Reproduce all of the data below line for line, leaving the pictures out of your copy.
>> BEGIN RECORDS SUPPLIED
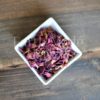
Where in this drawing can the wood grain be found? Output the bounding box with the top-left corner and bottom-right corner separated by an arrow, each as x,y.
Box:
0,11 -> 100,69
0,57 -> 100,100
0,0 -> 100,100
0,0 -> 100,20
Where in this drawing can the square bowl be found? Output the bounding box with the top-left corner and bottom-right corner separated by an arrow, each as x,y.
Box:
15,17 -> 82,85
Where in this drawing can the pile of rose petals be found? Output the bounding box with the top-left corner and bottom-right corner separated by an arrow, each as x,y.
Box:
19,27 -> 76,80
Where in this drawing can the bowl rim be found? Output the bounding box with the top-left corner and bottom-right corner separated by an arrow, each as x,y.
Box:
14,17 -> 82,85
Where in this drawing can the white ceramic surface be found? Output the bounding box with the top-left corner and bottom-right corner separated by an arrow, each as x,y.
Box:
15,17 -> 82,85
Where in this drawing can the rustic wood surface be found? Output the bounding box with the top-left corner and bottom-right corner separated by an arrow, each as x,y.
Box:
0,0 -> 100,100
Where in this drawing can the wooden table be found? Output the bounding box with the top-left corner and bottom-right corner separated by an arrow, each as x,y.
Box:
0,0 -> 100,100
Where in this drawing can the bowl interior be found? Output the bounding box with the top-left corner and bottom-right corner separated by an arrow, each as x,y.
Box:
15,18 -> 82,85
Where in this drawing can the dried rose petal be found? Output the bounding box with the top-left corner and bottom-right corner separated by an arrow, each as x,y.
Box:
19,27 -> 76,80
44,72 -> 52,78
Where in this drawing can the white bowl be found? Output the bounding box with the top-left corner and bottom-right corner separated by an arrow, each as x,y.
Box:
15,17 -> 82,85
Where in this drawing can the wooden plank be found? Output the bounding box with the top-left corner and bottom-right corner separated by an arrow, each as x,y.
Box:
0,0 -> 100,20
0,10 -> 100,69
0,54 -> 100,100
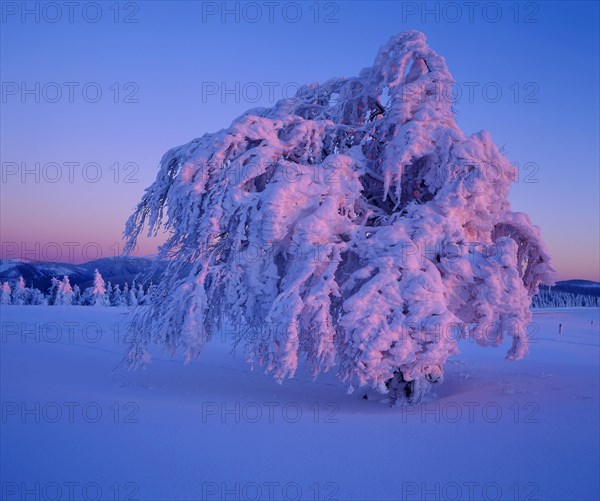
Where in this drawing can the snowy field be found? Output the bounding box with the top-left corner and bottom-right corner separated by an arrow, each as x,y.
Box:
0,306 -> 600,501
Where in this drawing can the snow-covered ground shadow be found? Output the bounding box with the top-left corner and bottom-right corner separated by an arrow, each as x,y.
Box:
1,306 -> 600,500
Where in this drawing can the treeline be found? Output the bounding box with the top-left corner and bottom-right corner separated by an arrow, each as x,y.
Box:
531,289 -> 600,308
0,270 -> 155,306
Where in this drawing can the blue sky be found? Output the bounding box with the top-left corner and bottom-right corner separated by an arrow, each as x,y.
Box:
0,1 -> 600,280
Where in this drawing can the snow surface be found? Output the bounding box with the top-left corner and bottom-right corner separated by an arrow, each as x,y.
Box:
0,306 -> 600,501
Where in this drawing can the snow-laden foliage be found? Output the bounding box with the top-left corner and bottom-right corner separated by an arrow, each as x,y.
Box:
125,31 -> 553,398
0,282 -> 12,304
85,269 -> 110,306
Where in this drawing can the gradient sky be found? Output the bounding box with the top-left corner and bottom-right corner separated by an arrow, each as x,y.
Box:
0,1 -> 600,280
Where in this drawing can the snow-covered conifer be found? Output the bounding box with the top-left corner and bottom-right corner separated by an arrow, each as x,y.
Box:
0,282 -> 12,304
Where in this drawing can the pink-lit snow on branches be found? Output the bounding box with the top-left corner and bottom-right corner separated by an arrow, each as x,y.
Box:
125,31 -> 554,400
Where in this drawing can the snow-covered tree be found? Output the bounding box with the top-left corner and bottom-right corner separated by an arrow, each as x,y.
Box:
>> END RECORDS SUPPLIED
- EXERCISE OUTPUT
Where in this drawing can the wood grain be found? Output the bounding box with the top-left corner and bottom-right corner separated by an arrow, each as x,y.
Box:
0,11 -> 100,69
0,57 -> 100,100
0,0 -> 100,100
0,0 -> 100,20
Where in this drawing can the square bowl be found? Output the bounding box with the top-left corner and bottom-right corner separated by an arrow, each as x,y.
Box:
15,17 -> 82,85
Where in this drawing can the pile of rose petals be found? Output the bounding box with the top-left corner and bottom-right corner separated by an arrow, each as x,y.
Box:
19,27 -> 76,80
Where in this drawing can the bowl rim be found? Output the bounding box with the top-left corner and bottom-right corner separated by an arrow, each as x,y.
Box:
14,17 -> 82,85
Where in this drawing can the white ceramic surface be found? Output the bounding box with the top-left corner and bottom-right corner separated by an arrow, each as x,y.
Box:
15,17 -> 82,85
Where in this drawing can the rustic wood surface be found? Output the bounding box with the top-left corner and bottom-right corner separated by an arrow, each as x,y.
Box:
0,0 -> 100,100
Where in this drawing can the wooden table be found? Output the bounding box with the top-left corner and bottom-right corner separated by an arrow, each as x,y.
Box:
0,0 -> 100,100
Where in this drawing can the bowl interior be found? Output the bounding box with the top-left corner and bottom-right corner separated by an arrow, each as x,y.
Box:
15,18 -> 82,85
Where in this drawing can the dried rose petal be found? Output the bounding box with the top-left corner and bottom-right corner separated by an arrow, each as x,y.
Box:
19,27 -> 76,80
44,72 -> 52,78
Where in this drawing can the white bowl be found? Output the bounding box with the top-left corner and bottom-right corner separated by an arrow, each as x,y.
Box:
15,17 -> 82,85
Where in this drawing can the wooden plank be found? Output the bounding box with the top-left corner and bottom-right corner separated by an arrow, each as x,y.
Box:
0,0 -> 100,20
0,10 -> 100,69
0,54 -> 100,100
Where in this drawing can the snowy field be found? Output the bounding box with the top-left corner and bottom-right corner separated by an arrow, each as x,y.
Box:
0,306 -> 600,501
Where in this drawing can the snow-covered ground shadow be found? Output the bounding box with the top-left corner and bottom-right corner separated by an arrow, each as x,y.
Box:
1,306 -> 600,500
Where in this drawing can the treeline be found? Output the bounding box with the top-left corner and bottom-right corner separated by an arrow, each as x,y.
Box:
531,289 -> 600,308
0,270 -> 155,306
Where in this drawing can the blue sky be found? Output the bounding box with the top-left corner and bottom-right corner separated by an arrow, each as x,y.
Box:
0,1 -> 600,280
Where in this drawing can the snow surface be found? Output the bounding box with the top-left corner and bottom-right corner separated by an arrow, each as x,y.
Box:
0,306 -> 600,501
Where in this drawing can the snow-laden foliage be found? Output the bounding box with the top-left corner and bottom-right corner separated by an arrow, each as x,y.
Box:
125,31 -> 553,398
0,282 -> 12,304
85,269 -> 110,306
Where in this drawing can the gradient sky be found? Output the bounding box with the top-left corner and bottom-right corner separated by an arrow, each as x,y.
Box:
0,1 -> 600,280
Where in this drawing can the snow-covered conifer be found? Output the bounding box with the top-left corner and bottom-right corner separated by an arrow, each as x,y.
Box:
0,282 -> 12,304
Where in this drawing can the pink-lit snow on branches be found? Output the bounding box with the top-left corner and bottom-right corner separated by an arrow, each as x,y.
Box:
125,31 -> 554,400
Where in this drawing can the snow-covered tree be found? Output the bounding box with the top-left corner and bottom-right corner separated by an arrow, each as x,y.
Box:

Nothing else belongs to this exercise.